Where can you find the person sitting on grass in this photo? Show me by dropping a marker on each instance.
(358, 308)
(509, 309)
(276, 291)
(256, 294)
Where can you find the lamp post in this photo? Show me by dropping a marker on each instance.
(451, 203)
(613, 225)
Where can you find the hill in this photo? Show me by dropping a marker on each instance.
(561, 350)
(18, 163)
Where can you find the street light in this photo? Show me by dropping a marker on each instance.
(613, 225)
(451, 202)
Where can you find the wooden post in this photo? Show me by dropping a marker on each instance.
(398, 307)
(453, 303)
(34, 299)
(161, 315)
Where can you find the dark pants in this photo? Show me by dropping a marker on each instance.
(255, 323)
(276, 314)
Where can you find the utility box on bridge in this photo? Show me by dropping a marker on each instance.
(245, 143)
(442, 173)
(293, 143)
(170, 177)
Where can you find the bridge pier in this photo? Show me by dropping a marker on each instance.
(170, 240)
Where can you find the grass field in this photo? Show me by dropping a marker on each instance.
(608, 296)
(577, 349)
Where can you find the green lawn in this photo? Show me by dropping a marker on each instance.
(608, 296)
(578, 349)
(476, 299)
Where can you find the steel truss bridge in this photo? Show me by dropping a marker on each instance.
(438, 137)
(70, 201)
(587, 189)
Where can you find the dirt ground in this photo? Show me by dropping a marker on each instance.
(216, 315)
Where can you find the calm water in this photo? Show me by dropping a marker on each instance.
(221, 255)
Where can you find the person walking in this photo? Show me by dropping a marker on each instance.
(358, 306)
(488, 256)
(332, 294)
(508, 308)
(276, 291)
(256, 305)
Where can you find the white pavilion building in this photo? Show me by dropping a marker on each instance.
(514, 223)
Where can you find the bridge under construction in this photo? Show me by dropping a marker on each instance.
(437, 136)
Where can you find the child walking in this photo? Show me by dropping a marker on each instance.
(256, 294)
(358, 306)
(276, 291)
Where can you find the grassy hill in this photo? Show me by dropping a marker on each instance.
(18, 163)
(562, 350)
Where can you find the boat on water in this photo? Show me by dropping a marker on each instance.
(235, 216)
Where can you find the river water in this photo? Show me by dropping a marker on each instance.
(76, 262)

Instruction:
Render the records as a JSON list of strings, one per line and with blank lines left out, starting at the line containing "Where can you find the grassy" and continuing through the end of the records.

Exercise result:
[
  "Where can you find the grassy hill in this photo? Show me by dropping a marker on each instance.",
  "(18, 163)",
  "(562, 350)",
  "Where can you find the boat on water in this photo? Show me by dropping a marker on each instance.",
  "(235, 216)",
  "Where can you find the river water in this photo? Show me by dropping a marker on each instance.",
  "(76, 262)"
]